Records contained in a dataset:

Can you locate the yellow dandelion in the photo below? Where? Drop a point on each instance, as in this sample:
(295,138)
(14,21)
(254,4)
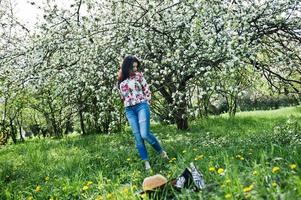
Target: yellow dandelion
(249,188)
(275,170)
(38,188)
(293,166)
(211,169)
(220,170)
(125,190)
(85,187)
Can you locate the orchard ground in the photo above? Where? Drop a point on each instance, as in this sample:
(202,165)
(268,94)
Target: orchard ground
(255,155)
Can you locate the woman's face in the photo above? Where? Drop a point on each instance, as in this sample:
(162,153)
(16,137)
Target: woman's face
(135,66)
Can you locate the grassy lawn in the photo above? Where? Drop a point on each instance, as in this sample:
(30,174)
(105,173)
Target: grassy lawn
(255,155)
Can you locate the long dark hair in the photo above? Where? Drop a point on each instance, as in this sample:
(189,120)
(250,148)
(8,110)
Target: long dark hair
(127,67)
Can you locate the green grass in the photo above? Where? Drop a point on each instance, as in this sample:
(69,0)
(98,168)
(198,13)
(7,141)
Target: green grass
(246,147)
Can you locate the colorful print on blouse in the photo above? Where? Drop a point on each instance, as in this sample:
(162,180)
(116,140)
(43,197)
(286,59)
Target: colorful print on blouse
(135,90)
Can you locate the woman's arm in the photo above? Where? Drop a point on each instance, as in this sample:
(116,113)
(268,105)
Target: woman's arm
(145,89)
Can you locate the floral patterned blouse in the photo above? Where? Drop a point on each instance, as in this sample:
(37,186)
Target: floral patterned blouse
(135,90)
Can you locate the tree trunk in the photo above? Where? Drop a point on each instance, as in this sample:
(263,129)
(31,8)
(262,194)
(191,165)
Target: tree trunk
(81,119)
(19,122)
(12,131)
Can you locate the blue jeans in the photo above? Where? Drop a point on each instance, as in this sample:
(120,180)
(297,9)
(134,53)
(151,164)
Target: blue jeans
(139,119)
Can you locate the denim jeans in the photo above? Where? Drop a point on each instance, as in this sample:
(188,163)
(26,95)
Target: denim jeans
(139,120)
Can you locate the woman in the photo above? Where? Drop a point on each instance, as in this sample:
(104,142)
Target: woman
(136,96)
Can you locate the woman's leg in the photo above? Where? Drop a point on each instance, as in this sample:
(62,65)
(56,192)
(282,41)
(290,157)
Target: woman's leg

> [What you will do]:
Without any pictures, please reproduce the full set of entries.

> [Output]:
Can you locate the yellow dandelion in the photo below? Where? Drop a point on each instance, as in this sample:
(295,138)
(14,21)
(254,4)
Target: yellow dandelion
(249,188)
(275,170)
(38,188)
(293,166)
(211,169)
(220,170)
(125,190)
(85,187)
Can you locate the orchard ground in the photo above? Where? Drop a point on each instance, as in this sample:
(202,165)
(268,94)
Target: orchard ground
(255,155)
Can you locate the woman's face in the photo above? Where? Drop a point on each instance, as in this sample:
(162,153)
(16,137)
Target: woman's face
(135,66)
Can you locate the grassy lawn in the photo above? Where? Drop a point on each instance, as in this sample:
(30,174)
(105,173)
Target: grassy lawn
(255,155)
Can you locate the long dark hair in the photo above? Where? Drop a point on each instance, as in this sample:
(189,120)
(250,148)
(8,110)
Target: long dark hair
(127,67)
Can you locate the green grass in the photo above? Where? Drop a point on each instance, as in this sample:
(69,0)
(98,168)
(198,13)
(7,141)
Target: green grass
(246,147)
Can you locate the colorful print on blouse in the photo above? Where? Drop a point on each instance, as in this sample:
(162,180)
(116,140)
(43,197)
(286,59)
Target: colorful print on blouse
(135,90)
Can you locate the woman's arm in the photo above? Where? Drop a point on each instance, as in this sample:
(116,113)
(268,105)
Target: woman's arm
(145,89)
Can you locate the floral patterned blouse in the photo above? Where? Drop a point on each instance, as in this sample:
(37,186)
Target: floral patterned blouse
(135,90)
Can you locate the tree trunk in the photo above? Where? Drop a point on each instance, as in this sample:
(263,129)
(31,8)
(262,194)
(191,165)
Target: tree trunk
(81,119)
(19,122)
(12,131)
Can you locate the blue jeans in the photo above? Where? Drop a point on each instance, as in this sample:
(120,180)
(297,9)
(134,53)
(151,164)
Target: blue jeans
(139,119)
Can you locate the denim jeans in the photo above? Where? Drop a point on each instance, as in this sample:
(188,163)
(26,95)
Target: denim jeans
(139,120)
Can you locate the woman in the photo above? Where? Drop a point on each instance, as in this sample:
(104,142)
Target: woman
(136,96)
Can you locate the woman's leg in the photo above? Where? Drop a point on each instance, as in this sample:
(62,65)
(56,192)
(282,41)
(290,157)
Target: woman's leg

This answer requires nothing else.